Dataset records about where objects are located:
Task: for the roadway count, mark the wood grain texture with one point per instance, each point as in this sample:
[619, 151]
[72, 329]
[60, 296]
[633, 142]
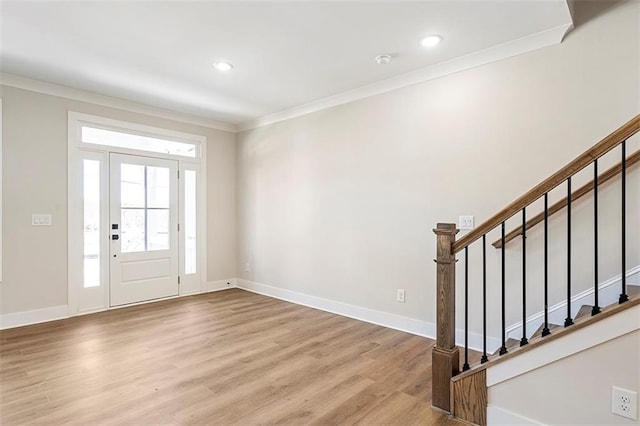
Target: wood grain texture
[445, 285]
[445, 365]
[598, 150]
[579, 193]
[225, 358]
[469, 398]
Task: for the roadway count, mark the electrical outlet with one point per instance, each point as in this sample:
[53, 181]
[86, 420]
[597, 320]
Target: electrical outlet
[624, 403]
[465, 222]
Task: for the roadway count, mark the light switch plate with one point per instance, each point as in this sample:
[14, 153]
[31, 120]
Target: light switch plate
[41, 219]
[465, 222]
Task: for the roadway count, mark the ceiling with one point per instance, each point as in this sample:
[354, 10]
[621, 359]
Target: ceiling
[286, 54]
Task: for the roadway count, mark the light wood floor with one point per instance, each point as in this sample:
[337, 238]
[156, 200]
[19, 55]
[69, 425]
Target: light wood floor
[230, 357]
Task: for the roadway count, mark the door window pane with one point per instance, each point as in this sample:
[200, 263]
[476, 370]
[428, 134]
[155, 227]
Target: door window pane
[98, 136]
[132, 234]
[91, 188]
[158, 187]
[190, 222]
[132, 185]
[158, 236]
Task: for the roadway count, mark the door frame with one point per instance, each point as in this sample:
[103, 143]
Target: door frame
[147, 288]
[83, 300]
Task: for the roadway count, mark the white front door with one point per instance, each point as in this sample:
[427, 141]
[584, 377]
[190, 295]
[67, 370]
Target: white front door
[143, 228]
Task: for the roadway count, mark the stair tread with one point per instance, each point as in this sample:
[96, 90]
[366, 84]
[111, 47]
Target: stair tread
[584, 311]
[539, 330]
[510, 343]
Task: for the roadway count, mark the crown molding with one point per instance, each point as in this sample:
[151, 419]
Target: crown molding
[506, 50]
[108, 101]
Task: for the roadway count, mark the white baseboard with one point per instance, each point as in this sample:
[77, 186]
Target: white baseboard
[498, 417]
[582, 339]
[386, 319]
[220, 285]
[19, 319]
[36, 316]
[609, 291]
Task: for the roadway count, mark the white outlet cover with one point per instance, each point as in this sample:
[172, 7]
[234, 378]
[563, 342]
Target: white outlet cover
[624, 403]
[40, 219]
[465, 222]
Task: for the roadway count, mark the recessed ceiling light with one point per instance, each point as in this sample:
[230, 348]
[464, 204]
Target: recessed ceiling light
[431, 40]
[223, 66]
[383, 59]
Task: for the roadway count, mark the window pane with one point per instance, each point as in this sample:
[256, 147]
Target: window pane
[158, 238]
[158, 187]
[133, 230]
[144, 143]
[190, 222]
[91, 185]
[132, 185]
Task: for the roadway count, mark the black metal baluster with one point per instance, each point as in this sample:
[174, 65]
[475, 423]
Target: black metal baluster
[596, 306]
[623, 296]
[484, 300]
[545, 330]
[465, 367]
[503, 348]
[524, 339]
[568, 321]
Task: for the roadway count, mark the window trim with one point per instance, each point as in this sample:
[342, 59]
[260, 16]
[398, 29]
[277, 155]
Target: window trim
[1, 172]
[78, 150]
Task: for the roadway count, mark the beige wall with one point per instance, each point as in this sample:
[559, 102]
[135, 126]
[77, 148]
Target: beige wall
[584, 396]
[35, 181]
[340, 203]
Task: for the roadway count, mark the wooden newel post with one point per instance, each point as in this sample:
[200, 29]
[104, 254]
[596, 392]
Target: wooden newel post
[445, 357]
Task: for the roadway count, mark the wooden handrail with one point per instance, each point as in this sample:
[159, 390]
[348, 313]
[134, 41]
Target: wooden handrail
[583, 190]
[598, 150]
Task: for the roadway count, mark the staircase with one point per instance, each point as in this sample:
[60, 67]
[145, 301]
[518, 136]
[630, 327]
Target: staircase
[460, 380]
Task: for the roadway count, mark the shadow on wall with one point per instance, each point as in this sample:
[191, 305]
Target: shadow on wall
[584, 11]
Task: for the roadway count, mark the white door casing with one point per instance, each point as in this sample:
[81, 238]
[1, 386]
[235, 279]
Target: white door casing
[143, 226]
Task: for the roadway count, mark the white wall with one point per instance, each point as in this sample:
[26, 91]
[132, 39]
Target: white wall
[339, 204]
[35, 181]
[583, 397]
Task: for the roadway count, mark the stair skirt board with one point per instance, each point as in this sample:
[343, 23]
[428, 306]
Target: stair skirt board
[608, 294]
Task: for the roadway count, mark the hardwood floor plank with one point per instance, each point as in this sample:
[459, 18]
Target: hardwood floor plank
[224, 358]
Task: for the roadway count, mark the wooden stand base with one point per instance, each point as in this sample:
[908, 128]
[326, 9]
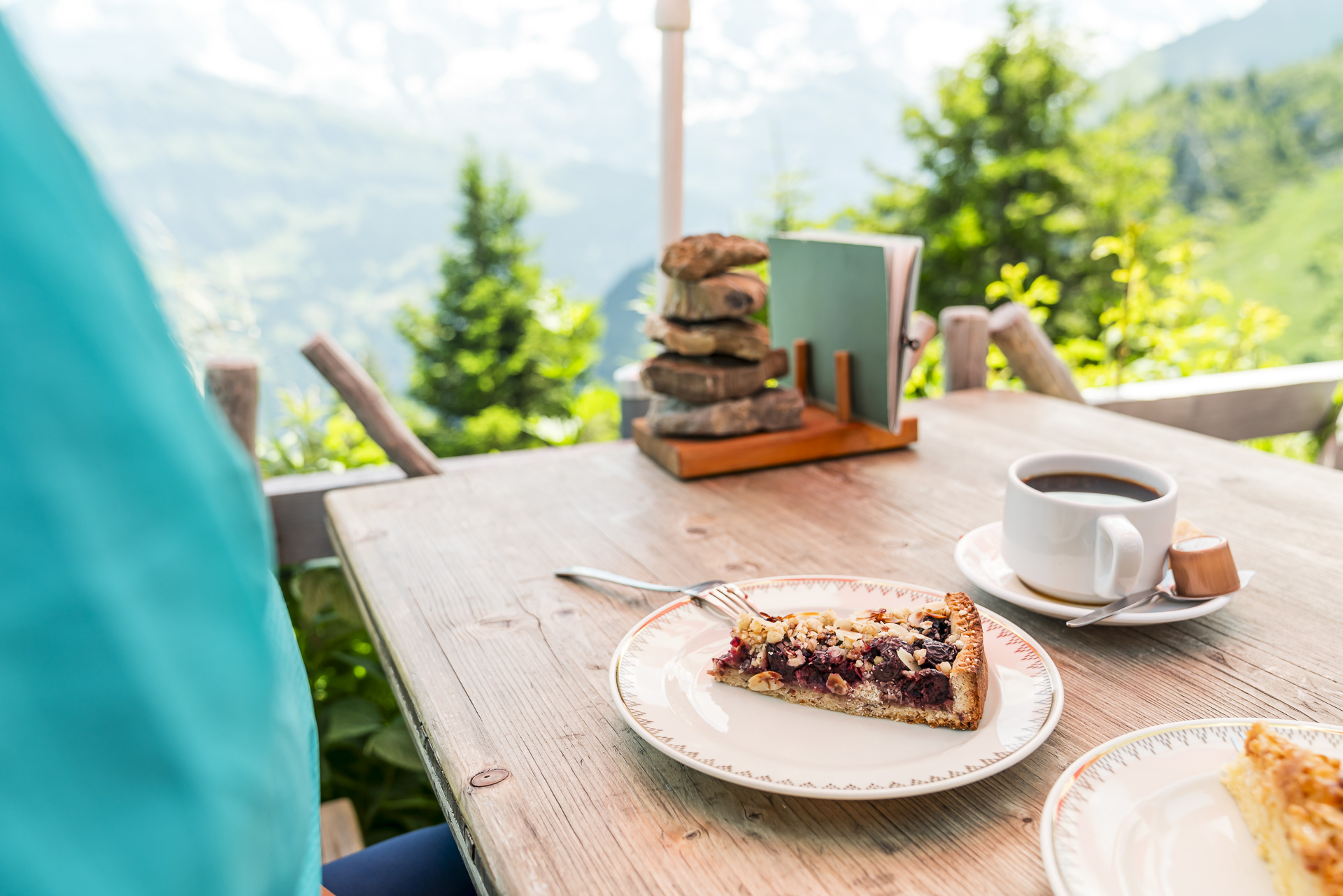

Work to be completed: Copy the lines of the records above word for word, starting at the line containing "Task: for the roadway count, mark the white door" and continuing through the end of the records, both ends included. Leave the pictures out.

Solution:
Task: for the roadway count, mark the white door casing with one point per instance, each point as in this sample:
[81, 238]
[1, 386]
[235, 279]
Target: white door casing
[143, 226]
Task: for the roadway count, mark the white wall with one point per instance, each point as in this sample:
[26, 91]
[132, 39]
Target: white wall
[339, 204]
[35, 181]
[583, 397]
Task: for the roadway count, mark the stair skirt board with one point per instance, each point as in this sample:
[343, 23]
[428, 306]
Target: stair skirt board
[608, 294]
Task: for the roadway count, mark the hardwood floor plank with one point per instance, each point as in this sample:
[459, 18]
Target: hardwood floor plank
[224, 358]
Task: for the roadway count, mark the wooden stand base with one point per instance, each point as in this sample:
[908, 128]
[326, 9]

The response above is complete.